* **Set exercise**:
Return each line of the data below that contains the word "wooden", matching case exactly.

* Begin Provided information *

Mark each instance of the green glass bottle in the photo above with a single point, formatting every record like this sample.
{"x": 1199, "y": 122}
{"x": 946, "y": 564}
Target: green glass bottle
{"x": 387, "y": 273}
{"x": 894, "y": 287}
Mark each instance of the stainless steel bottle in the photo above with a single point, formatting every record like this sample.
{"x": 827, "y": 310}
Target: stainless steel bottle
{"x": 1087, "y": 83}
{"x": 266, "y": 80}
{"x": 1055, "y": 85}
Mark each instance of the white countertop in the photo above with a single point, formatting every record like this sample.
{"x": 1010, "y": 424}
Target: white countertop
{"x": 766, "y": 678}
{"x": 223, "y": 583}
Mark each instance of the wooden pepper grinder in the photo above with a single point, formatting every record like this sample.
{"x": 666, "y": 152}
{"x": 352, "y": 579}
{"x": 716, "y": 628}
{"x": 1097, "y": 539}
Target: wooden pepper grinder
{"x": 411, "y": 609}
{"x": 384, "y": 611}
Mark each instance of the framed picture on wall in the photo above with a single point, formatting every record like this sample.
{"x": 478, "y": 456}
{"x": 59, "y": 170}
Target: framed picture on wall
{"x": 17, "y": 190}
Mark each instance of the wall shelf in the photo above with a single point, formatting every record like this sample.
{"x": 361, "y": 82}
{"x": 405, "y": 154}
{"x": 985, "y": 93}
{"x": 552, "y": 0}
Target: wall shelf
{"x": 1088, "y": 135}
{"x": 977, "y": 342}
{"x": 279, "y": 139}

* End Provided information *
* Begin Provided information *

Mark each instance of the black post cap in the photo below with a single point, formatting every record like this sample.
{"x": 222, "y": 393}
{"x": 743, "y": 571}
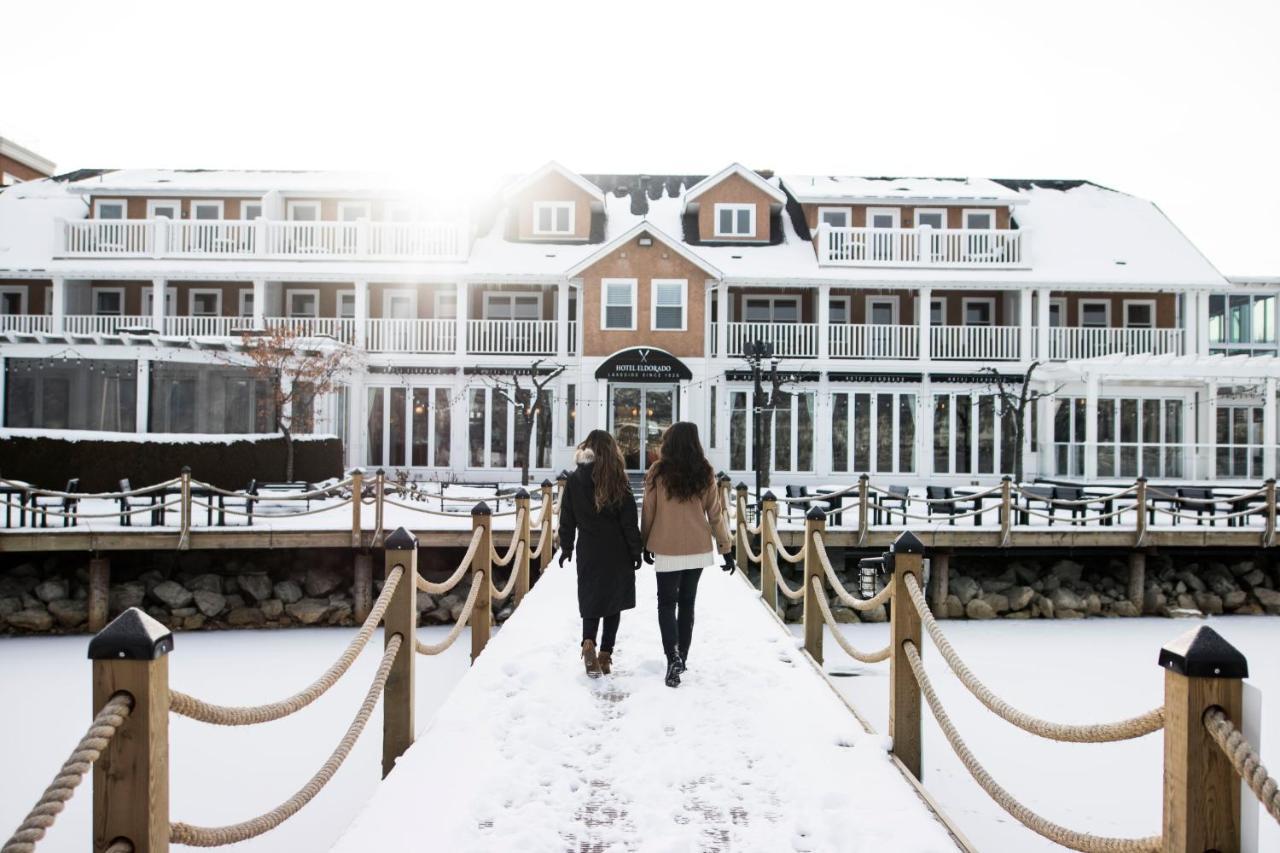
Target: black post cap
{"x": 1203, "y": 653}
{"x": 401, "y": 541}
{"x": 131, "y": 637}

* End Provided information *

* **The reply**:
Mark each instance of the wooden pepper grinder in the photo above with a single point, formatting every record like this sample.
Target: wooden pepper grinder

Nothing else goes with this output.